**WHAT YOU NEED TO DO**
Continue the news item about Marfrig's purchase of Moy Park, starting after its final sentence.

**TEXT BLOCK**
Marfrig to buy Moy Park

Brazilian company Marfrig has announced it is to buy OSI Group's poultry businesses in Brazil and Moy Park in the UK.

Brazilian company Marfrig has announced it is to buy OSI Group's poultry businesses in Brazil and the UK.

Marfrig will acquire OSI's Moy Park Group, consisting of the vertically integrated Moy Park poultry business in Northern Ireland, England and France, as well as the value-added vegetable and speciality bakery businesses of Kitchen Range Foods in England and Albert van Zoonen BV in the Netherlands.

The Brazilian and European businesses being purchased are closely integrated in providing poultry supply chain solutions for European customers.

The OSI Group's Brazilian businesses that will be purchased by Marfrig consist of Braslo Produtos de Carnes, a value-added beef and poultry processor, as well as Penasul Alimentos, and Agrofrango Industria e Comércio de Alimentos, both vertically integrated poultry companies. The total sales represented by the OSI Group's companies acquired are nearly US$2bn. The deal is valued initially at US$680m, in a combination of cash and Marfrig common shares at market value, following completion of the transaction.

The transaction will make Marfrig a significant shareholder in the OSI Group. David McDonald, president and chief operating officer of OSI, will join the board of directors of Marfrig. McDonald will chair the strategic customer committee reporting to the board of directors. He will also be a member of the Moy Park supervisory board. The transactions are expected to be completed in the second half of 2008, following normal regulatory compliance.

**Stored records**

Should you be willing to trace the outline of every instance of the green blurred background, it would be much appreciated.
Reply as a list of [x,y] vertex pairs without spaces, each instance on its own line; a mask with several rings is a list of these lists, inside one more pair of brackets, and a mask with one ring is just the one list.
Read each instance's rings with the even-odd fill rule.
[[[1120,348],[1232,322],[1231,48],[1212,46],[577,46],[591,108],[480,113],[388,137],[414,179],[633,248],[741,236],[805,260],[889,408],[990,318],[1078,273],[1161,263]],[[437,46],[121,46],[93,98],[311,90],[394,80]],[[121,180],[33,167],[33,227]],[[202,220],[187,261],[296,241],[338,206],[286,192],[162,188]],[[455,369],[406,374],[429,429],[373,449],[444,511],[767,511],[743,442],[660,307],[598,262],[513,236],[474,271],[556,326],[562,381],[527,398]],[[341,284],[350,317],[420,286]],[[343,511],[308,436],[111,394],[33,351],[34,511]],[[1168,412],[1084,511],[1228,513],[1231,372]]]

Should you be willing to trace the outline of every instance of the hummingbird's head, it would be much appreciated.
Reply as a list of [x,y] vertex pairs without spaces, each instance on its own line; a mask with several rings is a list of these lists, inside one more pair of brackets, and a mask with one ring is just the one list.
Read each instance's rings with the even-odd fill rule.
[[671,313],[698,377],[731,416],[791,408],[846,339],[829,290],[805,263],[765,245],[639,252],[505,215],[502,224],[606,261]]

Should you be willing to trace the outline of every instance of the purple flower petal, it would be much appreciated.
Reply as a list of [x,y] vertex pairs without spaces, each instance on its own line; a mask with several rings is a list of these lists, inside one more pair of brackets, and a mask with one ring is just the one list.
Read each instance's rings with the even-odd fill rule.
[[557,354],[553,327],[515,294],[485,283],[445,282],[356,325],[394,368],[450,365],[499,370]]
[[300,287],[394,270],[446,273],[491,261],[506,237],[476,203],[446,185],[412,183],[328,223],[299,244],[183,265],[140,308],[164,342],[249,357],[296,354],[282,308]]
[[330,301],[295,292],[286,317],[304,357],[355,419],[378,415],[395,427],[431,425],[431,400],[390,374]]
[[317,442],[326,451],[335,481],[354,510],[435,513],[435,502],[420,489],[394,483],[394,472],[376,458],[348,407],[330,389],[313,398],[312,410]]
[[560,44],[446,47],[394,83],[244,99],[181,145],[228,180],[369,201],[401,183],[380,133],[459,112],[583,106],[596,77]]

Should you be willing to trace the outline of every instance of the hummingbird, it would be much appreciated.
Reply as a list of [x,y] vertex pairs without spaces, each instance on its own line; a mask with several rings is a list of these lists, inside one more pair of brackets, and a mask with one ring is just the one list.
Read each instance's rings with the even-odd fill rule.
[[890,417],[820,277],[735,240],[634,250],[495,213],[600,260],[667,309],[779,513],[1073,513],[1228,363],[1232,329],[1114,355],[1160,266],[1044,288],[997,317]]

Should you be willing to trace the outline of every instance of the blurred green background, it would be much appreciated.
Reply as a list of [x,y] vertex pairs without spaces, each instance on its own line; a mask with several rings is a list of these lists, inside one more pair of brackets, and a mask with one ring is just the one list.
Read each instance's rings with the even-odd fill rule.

---

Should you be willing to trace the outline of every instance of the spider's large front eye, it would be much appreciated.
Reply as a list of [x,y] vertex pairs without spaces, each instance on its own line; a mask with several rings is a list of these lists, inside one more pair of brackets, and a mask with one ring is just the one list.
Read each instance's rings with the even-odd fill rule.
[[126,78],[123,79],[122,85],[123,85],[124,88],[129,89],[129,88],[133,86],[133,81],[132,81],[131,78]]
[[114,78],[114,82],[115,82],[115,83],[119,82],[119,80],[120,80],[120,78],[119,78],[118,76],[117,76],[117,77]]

**RESULT OF THIS TASK**
Both Marfrig and OSI believe there will be significant benefits arising from the transaction. Marfrig will expand its further processing capabilities in Brazil, while adding such capabilities in Europe. The combined company will become one of the top 10 poultry processors in the world. The Brazilian OSI operations will join the current Marfrig businesses in Brazil, while the European operations will constitute a new business group for Marfrig.

David McDonald, president and COO of OSI, welcomed the deal, which will see OSI, by virtue of its retained ownership in Marfrig, expand its sourcing platform in South America: "Marfrig is the largest beef processor in Uruguay and Argentina, the second-largest in Brazil and the fourth worldwide. With the addition of the OSI Brazilian poultry operation, the new company will now rank in the top five in Brazil. Marfrig also has a substantial pork operation in Brazil. This platform will enhance the OSI global procurement organisation's ability to source a variety of proteins in providing the OSI group's customers in global QSR restaurant, retail grocery, and branded consumer foods with a global competitive advantage."

Marfrig is based in Santo André, São Paulo, Brazil. It also has major operations in pork, lamb and poultry, supplying customers primarily in Latin American European and US markets. OSI Group is a global food processor, headquartered in Aurora, Illinois, USA.